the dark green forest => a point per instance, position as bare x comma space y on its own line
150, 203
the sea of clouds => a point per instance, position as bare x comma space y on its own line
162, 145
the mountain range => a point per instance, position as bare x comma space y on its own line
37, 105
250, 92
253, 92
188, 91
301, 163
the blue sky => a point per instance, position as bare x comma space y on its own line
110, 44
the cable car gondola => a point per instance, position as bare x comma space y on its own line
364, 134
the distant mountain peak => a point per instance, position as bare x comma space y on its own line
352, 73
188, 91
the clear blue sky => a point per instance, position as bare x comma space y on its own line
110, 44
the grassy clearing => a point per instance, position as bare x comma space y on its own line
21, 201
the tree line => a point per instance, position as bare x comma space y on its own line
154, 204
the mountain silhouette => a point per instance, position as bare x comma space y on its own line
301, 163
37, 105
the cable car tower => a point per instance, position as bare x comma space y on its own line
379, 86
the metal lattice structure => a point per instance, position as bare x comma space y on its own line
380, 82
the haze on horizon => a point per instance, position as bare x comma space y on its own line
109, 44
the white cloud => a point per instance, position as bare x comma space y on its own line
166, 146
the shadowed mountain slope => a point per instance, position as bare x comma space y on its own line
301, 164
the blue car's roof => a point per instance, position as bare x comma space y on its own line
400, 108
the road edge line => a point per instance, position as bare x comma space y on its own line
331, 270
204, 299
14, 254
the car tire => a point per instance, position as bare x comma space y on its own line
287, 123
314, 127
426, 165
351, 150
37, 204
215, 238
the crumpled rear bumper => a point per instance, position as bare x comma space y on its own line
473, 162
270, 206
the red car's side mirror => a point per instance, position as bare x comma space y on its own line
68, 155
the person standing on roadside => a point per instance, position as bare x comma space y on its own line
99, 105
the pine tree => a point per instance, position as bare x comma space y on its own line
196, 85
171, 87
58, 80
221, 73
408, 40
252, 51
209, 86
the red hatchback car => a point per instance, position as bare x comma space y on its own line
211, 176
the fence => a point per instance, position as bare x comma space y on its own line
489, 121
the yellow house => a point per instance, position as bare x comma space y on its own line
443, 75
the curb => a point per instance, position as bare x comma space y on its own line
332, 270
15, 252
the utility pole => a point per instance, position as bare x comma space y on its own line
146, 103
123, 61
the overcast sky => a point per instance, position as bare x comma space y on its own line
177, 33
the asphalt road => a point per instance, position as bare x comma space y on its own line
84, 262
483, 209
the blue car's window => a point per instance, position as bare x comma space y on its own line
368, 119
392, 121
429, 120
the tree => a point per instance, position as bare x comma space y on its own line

=====

The entries above should be copied out exactly, with none left out.

the dark green forest => a point per instance, position as bare x comma space y on its own line
150, 203
the sea of clouds => a point per instance, position as bare x comma space y on its own line
162, 145
the mountain range => a point per instance, position as bare x comma space y on its own line
37, 105
250, 92
253, 92
188, 91
301, 163
the blue sky => a point per instance, position as bare x comma space y on its own line
110, 44
the cable car gondola => a point per instance, position as bare x comma space y on its own line
364, 134
the distant mountain peak => a point per instance, position as bare x comma space y on its own line
352, 73
188, 91
the clear blue sky => a point per instance, position as bare x comma space y on its own line
110, 44
the grassy clearing => a point per instance, position as bare x comma space y on its own line
21, 201
the tree line => a point per instance, position as bare x comma space y on its own line
154, 204
the mountain silhouette => a point per instance, position as bare x comma space y on its own line
301, 163
37, 105
the cable car tower => a point per instance, position as bare x comma space y on its own line
379, 86
the metal lattice structure => a point per instance, position as bare x comma space y on its own line
380, 82
the haze on horizon => a point per instance, position as bare x comma space y on its own line
109, 44
the white cloud => a point per instance, position as bare x comma space y on its own line
166, 146
the shadowed mountain slope => a point per instance, position as bare x comma space y on its own line
301, 164
the blue car's roof => a point per instance, position as bare x comma space y on its own line
400, 108
the road edge line => a point per instance, position as bare x comma space y on its own line
331, 270
204, 299
14, 254
the car tire => a point per instance, position as bare x comma space y on its own line
287, 123
314, 127
426, 165
351, 150
37, 204
215, 238
the crumpled rear bumper => a point per instance, position as bare x comma space y on its own line
473, 162
270, 206
the red car's side mirror => a point per instance, position as bare x comma space y on its own line
68, 155
the person standing on roadside => a point per instance, position as bare x comma space y on its own line
99, 105
the pine tree => a point per instance, position as bare x comma space y on its own line
196, 85
171, 87
58, 80
221, 73
408, 40
252, 51
209, 86
the red hatchback car => a point per instance, position as bare x comma space y on its own line
211, 176
the fence => a point per instance, position as bare x comma space y on its own line
489, 121
the yellow house => a point per instance, position as bare x comma space y on its own line
443, 75
the curb => a point per instance, position as bare x comma space y on its own line
332, 270
15, 252
the utility pole => a point per instance, position as bare x comma space y on its own line
146, 103
123, 61
the overcast sky => a point per instance, position as bare x comma space y on its own line
177, 33
the asphalt road => a point per instance, position as bare x comma space y on its own line
84, 262
483, 209
the blue car's window => a point per instance, position as bare x comma space y on its own line
368, 119
392, 121
429, 120
the tree => a point per instance, position as bare x comma space y on its own line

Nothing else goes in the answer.